## DATASET ENTRIES
-----
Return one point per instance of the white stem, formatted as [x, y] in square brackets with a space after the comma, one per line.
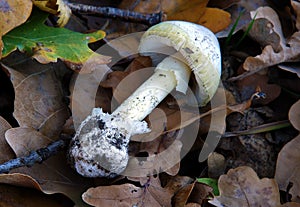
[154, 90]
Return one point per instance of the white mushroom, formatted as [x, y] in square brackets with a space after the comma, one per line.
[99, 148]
-----
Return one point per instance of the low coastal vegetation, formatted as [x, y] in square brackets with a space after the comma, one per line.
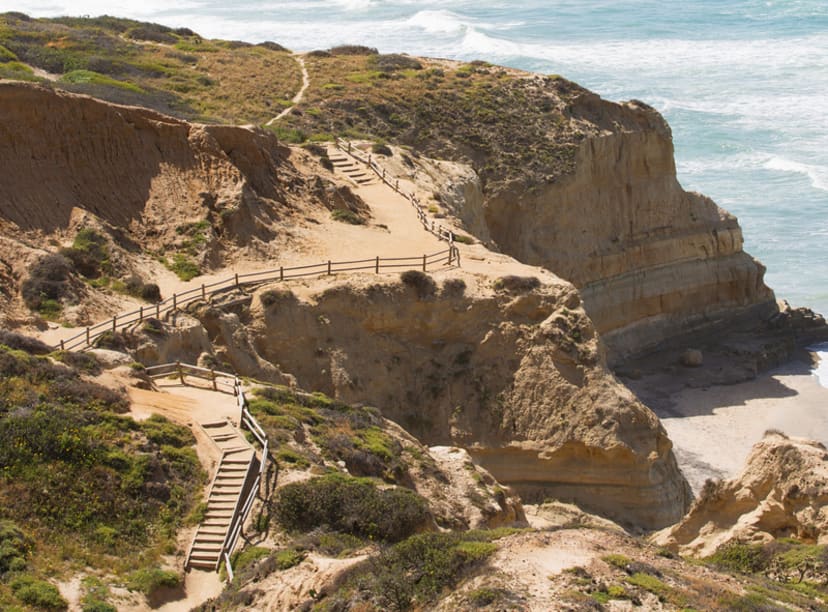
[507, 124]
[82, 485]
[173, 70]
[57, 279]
-----
List each line in the items above that includes the word "white".

## EXPECTED ANSWER
Return one point per instance of the white stem, formatted as [x, y] in square brackets with a space after the comma, one per line.
Return one point per instance of the white mushroom, formatted as [x, y] in square brackets with a space after the comma, one per line.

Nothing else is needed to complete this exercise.